◆ DATA PROVIDED ◆
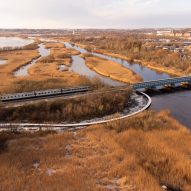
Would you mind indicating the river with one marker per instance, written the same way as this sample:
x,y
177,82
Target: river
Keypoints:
x,y
14,42
23,71
178,103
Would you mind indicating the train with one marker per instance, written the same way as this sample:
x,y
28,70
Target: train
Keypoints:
x,y
43,93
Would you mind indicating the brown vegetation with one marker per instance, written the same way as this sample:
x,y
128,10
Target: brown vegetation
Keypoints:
x,y
143,153
132,47
111,69
15,59
73,110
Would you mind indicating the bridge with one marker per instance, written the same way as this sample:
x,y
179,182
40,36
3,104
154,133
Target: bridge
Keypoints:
x,y
172,82
140,87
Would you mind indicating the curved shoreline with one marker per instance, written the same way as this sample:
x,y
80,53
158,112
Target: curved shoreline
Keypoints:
x,y
59,127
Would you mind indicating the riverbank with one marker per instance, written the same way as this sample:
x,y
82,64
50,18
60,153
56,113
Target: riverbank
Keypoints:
x,y
14,60
110,69
114,155
151,65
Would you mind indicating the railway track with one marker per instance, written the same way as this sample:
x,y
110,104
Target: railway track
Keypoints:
x,y
71,126
71,95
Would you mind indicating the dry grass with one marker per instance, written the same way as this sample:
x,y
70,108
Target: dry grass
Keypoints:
x,y
111,69
45,74
72,110
15,59
140,154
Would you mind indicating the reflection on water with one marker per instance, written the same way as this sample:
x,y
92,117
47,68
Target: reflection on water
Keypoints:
x,y
79,66
178,103
14,42
145,73
2,62
23,71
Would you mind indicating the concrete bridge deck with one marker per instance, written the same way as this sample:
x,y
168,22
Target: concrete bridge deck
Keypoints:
x,y
177,81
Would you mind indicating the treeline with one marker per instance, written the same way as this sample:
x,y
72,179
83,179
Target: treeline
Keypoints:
x,y
135,47
72,110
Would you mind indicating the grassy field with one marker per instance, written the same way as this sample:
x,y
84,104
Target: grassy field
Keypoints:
x,y
45,74
70,110
111,69
15,59
142,153
133,47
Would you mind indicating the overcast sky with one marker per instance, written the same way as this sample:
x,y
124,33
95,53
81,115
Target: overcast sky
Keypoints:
x,y
94,13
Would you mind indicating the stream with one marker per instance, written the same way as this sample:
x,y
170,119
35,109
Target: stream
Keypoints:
x,y
23,71
178,103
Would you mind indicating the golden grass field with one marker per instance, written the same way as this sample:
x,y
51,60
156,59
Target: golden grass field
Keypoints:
x,y
151,65
142,153
15,59
111,69
43,74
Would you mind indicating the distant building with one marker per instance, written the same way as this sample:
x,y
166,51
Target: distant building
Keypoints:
x,y
165,33
187,34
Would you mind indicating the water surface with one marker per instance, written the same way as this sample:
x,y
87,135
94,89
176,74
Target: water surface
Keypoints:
x,y
23,71
178,103
2,62
14,42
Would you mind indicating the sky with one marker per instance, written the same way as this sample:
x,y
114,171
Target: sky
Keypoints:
x,y
123,14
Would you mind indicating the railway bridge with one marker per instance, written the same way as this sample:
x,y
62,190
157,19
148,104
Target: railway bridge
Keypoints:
x,y
155,84
170,82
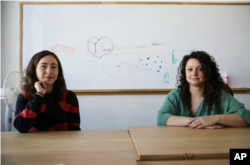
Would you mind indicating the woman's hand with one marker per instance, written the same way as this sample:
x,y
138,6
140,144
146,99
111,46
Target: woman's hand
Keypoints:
x,y
41,87
203,122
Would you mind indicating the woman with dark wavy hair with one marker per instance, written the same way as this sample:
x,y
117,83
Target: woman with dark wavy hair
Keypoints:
x,y
202,99
45,103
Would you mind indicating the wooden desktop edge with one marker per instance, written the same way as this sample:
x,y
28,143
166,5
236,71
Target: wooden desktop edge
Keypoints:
x,y
142,91
141,3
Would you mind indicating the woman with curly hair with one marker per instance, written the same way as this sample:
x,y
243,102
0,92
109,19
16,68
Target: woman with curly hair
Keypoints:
x,y
45,103
202,99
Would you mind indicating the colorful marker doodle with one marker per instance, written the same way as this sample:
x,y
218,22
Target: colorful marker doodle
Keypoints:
x,y
124,76
130,47
153,65
106,69
100,47
64,49
166,78
177,56
156,43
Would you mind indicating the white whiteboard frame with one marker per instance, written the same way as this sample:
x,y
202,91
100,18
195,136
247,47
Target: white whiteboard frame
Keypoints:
x,y
120,91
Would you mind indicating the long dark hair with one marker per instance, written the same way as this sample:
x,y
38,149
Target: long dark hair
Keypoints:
x,y
213,80
30,77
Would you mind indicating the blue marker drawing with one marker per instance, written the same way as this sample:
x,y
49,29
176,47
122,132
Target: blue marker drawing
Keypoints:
x,y
177,55
173,59
153,67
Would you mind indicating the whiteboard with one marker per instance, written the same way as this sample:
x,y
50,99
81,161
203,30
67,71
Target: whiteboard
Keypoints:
x,y
136,46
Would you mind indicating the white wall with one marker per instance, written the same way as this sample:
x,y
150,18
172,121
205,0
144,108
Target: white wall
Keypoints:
x,y
98,112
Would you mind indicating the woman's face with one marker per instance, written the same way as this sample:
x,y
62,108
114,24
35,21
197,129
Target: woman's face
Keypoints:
x,y
194,74
47,70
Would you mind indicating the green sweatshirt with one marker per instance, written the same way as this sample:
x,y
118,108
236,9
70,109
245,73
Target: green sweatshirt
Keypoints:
x,y
173,106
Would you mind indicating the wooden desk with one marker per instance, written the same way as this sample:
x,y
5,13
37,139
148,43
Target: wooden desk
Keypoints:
x,y
67,147
187,162
178,143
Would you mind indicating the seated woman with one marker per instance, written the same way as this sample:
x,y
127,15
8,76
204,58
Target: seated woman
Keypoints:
x,y
202,99
45,104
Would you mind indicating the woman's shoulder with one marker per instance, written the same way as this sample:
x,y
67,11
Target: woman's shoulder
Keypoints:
x,y
174,93
69,93
23,95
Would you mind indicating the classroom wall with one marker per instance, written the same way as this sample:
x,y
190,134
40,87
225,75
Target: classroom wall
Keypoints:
x,y
98,112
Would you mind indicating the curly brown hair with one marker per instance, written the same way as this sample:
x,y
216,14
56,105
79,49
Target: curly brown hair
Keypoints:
x,y
213,80
29,78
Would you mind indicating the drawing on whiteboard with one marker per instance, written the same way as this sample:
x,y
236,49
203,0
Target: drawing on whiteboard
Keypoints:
x,y
177,56
154,66
124,76
156,43
166,77
106,69
64,49
100,47
130,47
152,62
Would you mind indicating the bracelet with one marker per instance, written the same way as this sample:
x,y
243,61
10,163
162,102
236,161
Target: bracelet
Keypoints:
x,y
40,93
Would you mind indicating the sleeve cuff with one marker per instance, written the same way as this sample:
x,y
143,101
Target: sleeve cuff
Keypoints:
x,y
162,120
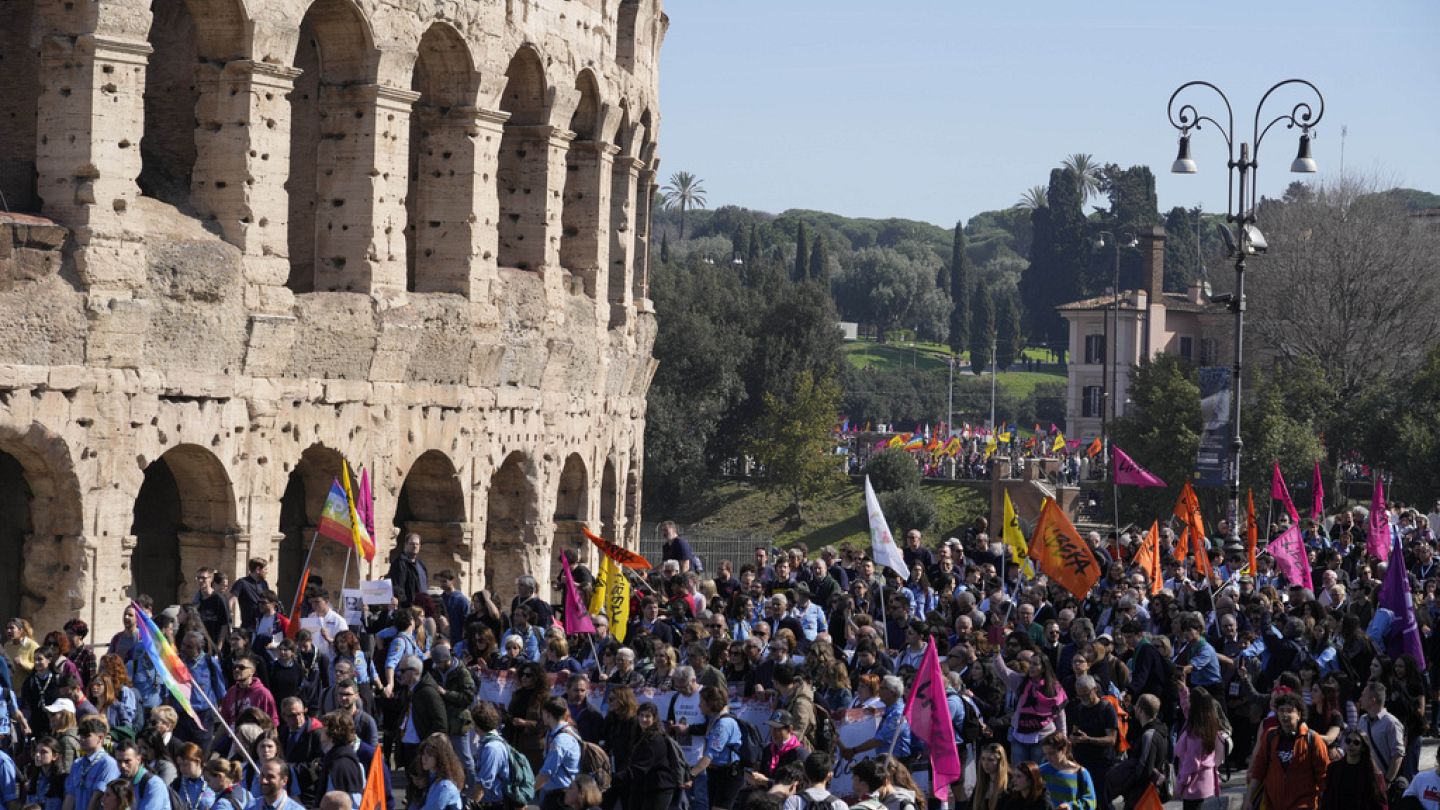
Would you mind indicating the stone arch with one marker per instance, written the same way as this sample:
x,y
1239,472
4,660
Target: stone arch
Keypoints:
x,y
572,509
41,523
183,519
183,36
511,528
627,30
441,189
337,62
522,172
306,492
581,214
432,505
19,104
609,500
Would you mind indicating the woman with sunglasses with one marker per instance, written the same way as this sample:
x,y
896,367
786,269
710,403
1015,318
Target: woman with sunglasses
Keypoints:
x,y
1354,781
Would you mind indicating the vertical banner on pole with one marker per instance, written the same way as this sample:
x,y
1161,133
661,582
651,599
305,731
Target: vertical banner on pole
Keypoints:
x,y
1213,459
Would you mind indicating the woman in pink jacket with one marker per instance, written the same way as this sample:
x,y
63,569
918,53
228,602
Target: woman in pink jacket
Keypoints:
x,y
1200,748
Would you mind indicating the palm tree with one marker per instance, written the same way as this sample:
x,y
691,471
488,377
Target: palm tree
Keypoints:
x,y
684,192
1036,196
1087,175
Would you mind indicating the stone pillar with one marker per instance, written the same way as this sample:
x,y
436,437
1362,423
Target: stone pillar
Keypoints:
x,y
447,228
242,162
360,189
624,179
640,263
585,244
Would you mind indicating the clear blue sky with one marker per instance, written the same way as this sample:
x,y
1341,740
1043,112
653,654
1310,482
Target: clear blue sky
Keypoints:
x,y
938,110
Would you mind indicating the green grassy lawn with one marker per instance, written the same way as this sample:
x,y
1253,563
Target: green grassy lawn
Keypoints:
x,y
837,518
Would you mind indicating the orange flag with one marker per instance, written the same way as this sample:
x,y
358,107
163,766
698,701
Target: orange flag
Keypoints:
x,y
1252,529
1148,558
1149,800
373,796
294,607
1059,551
618,554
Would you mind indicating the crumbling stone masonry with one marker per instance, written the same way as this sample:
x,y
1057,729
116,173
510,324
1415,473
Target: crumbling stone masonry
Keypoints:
x,y
245,239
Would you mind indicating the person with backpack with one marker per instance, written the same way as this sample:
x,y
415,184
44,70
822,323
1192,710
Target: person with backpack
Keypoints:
x,y
655,767
1289,761
722,760
562,754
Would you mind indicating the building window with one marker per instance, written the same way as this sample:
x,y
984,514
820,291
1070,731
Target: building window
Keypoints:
x,y
1095,349
1208,352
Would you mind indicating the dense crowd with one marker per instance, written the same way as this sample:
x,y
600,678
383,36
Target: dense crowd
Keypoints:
x,y
1056,702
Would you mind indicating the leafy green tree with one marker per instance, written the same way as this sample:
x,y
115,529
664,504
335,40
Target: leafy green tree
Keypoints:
x,y
1086,173
1161,431
982,327
1059,255
801,255
959,291
820,263
792,440
892,469
1008,337
684,192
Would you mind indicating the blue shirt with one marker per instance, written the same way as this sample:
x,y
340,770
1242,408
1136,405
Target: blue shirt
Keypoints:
x,y
562,757
90,776
442,796
890,724
723,741
493,767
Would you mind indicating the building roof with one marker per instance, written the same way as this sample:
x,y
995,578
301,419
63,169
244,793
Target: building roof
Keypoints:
x,y
1178,301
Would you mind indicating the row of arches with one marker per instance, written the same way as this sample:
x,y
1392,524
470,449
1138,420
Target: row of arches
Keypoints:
x,y
367,172
186,515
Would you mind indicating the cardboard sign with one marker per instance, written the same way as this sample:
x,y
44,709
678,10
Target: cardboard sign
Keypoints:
x,y
376,593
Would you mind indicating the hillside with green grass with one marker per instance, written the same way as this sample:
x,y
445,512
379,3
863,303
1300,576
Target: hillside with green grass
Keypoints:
x,y
837,518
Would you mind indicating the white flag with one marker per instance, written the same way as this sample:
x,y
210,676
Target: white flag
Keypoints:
x,y
883,548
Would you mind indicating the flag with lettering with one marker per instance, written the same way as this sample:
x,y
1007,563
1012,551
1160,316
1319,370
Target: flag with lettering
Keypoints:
x,y
576,619
1394,594
883,548
1290,558
1062,554
1014,539
1148,558
1378,541
928,712
1282,493
1131,474
617,552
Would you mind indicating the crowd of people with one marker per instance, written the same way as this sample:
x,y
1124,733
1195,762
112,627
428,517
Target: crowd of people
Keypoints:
x,y
1056,702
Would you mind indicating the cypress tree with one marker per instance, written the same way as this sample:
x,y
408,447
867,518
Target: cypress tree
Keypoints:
x,y
820,264
959,291
982,326
801,255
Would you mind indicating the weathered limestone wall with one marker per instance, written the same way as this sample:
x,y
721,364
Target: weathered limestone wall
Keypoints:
x,y
408,237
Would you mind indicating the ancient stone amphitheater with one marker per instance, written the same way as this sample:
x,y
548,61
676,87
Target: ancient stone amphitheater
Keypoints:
x,y
244,239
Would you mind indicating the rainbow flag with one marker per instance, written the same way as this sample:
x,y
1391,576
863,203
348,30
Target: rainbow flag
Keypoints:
x,y
166,660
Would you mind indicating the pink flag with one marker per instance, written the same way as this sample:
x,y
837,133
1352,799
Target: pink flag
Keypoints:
x,y
1290,558
1282,493
366,503
576,619
1131,474
1378,541
929,717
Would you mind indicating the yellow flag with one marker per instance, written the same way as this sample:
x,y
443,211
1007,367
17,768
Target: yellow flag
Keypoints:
x,y
1015,541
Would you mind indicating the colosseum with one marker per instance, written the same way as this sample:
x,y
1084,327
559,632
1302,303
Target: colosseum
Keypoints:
x,y
246,239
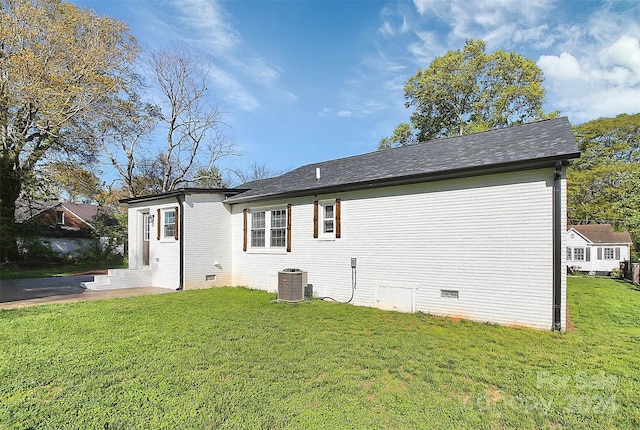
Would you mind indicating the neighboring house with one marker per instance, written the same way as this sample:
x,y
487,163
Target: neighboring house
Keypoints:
x,y
469,227
67,228
596,248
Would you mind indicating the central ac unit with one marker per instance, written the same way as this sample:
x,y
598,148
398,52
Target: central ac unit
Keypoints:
x,y
291,285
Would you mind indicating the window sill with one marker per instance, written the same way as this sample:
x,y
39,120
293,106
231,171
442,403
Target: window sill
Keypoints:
x,y
277,251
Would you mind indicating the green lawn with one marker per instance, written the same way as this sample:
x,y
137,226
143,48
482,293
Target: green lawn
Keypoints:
x,y
234,358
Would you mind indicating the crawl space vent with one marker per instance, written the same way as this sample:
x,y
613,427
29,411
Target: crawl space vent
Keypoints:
x,y
449,294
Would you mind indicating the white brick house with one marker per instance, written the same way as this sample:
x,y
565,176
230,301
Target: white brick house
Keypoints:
x,y
469,227
596,248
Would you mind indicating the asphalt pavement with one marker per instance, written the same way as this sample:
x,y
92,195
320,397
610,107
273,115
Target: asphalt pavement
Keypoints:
x,y
16,293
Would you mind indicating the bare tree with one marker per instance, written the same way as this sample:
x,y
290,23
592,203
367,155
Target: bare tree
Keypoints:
x,y
190,119
124,138
257,171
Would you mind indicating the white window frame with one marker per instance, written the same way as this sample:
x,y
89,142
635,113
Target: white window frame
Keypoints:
x,y
326,219
146,226
274,228
163,214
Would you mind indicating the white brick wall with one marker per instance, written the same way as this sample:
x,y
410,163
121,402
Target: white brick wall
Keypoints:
x,y
207,241
489,238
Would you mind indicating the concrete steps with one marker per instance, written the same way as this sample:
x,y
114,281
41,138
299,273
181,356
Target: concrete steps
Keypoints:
x,y
116,279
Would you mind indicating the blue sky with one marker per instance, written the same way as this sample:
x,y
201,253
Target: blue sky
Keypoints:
x,y
307,81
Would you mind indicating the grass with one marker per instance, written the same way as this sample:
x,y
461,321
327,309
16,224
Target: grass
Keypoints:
x,y
233,358
43,271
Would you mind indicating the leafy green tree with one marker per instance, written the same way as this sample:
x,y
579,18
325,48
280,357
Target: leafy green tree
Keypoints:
x,y
468,90
402,135
604,184
58,63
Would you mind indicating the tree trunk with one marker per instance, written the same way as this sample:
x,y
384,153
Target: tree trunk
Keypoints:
x,y
9,192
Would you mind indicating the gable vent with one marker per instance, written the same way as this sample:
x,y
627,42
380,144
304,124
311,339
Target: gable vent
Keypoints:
x,y
449,294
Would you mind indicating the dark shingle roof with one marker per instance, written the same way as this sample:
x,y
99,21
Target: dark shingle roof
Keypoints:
x,y
602,233
522,146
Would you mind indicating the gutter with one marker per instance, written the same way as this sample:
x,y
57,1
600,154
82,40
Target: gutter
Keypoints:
x,y
557,247
406,180
180,199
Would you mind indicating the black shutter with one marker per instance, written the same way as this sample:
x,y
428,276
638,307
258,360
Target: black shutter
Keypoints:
x,y
175,227
315,219
338,224
289,228
244,229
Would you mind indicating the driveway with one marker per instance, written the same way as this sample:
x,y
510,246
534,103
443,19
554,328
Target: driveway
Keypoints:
x,y
16,293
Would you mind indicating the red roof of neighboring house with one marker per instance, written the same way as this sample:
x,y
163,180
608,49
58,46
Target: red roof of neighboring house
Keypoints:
x,y
26,210
602,233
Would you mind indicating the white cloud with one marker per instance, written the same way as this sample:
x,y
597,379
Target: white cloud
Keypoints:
x,y
591,86
233,91
562,68
624,57
206,19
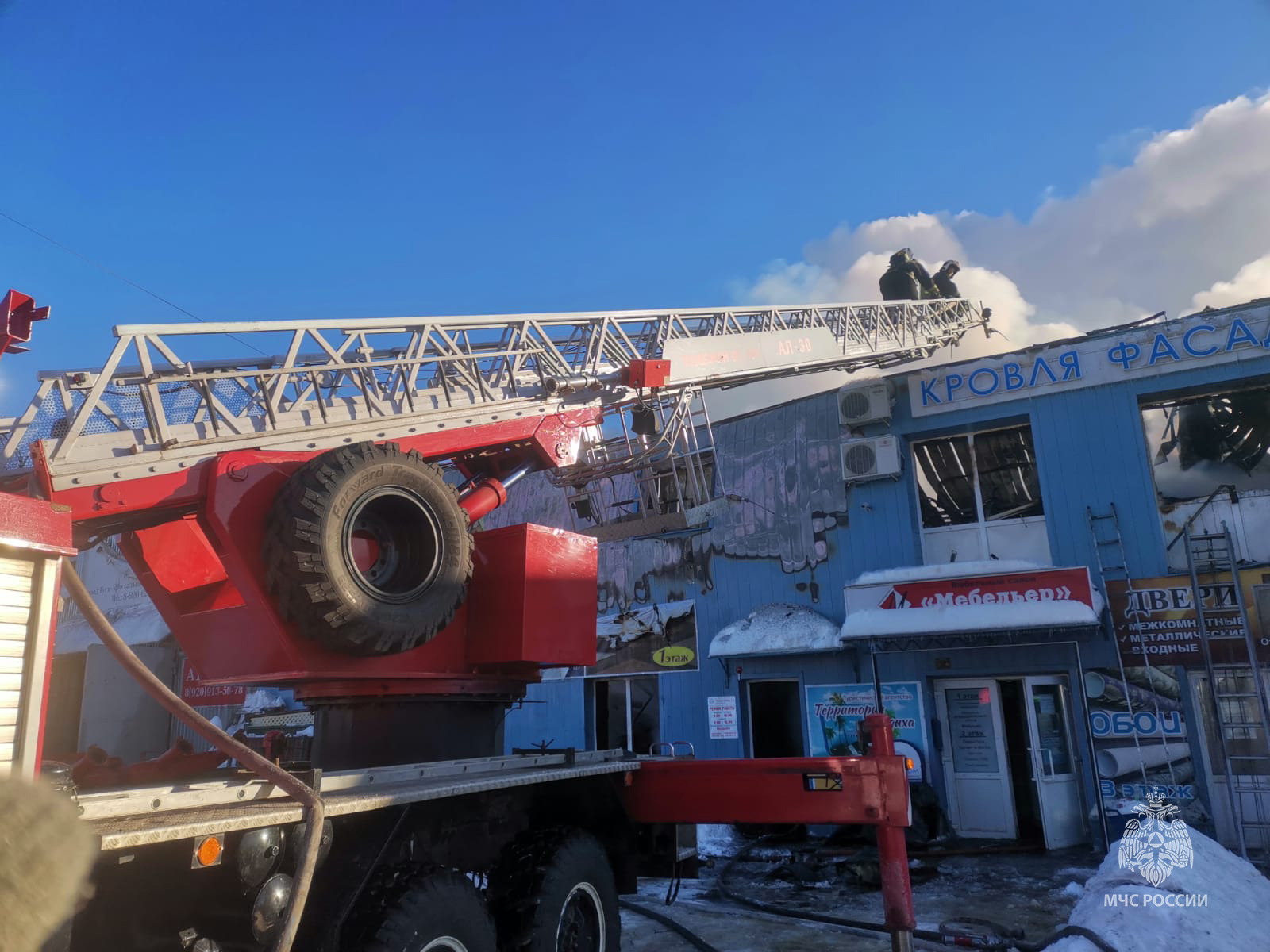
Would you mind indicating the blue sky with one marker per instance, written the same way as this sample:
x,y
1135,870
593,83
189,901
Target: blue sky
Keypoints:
x,y
292,160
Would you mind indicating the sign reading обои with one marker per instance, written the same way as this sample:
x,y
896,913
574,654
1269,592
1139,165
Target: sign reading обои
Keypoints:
x,y
1157,348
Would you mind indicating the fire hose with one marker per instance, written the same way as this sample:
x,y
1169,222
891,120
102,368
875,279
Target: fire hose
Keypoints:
x,y
224,743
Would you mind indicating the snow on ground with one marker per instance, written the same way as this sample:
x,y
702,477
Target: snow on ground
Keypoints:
x,y
880,622
1033,892
776,628
1233,918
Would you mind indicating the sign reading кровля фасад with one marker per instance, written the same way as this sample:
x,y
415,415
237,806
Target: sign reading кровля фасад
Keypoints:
x,y
1206,338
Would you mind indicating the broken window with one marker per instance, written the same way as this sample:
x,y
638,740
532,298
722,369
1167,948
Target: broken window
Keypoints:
x,y
1202,444
978,478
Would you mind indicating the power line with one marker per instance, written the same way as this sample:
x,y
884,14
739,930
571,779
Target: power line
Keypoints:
x,y
121,277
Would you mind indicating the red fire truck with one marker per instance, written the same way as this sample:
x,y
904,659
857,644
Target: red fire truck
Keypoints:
x,y
304,517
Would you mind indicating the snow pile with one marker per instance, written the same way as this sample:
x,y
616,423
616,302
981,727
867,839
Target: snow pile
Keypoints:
x,y
264,700
778,630
880,622
718,839
1232,918
948,570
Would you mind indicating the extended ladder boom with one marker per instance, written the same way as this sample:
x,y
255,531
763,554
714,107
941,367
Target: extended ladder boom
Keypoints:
x,y
152,408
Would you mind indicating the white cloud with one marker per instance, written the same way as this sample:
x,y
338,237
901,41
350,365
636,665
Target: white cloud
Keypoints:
x,y
1165,232
1253,281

◆ WORK TO COMPLETE ◆
Sift through the entries and copy every line with "обои".

◆ RESULT OF THIS EXERCISE ◆
Would you mind indicating the sign reading обои with one marker per instance, written the same way as this sample:
Target: sign reading обои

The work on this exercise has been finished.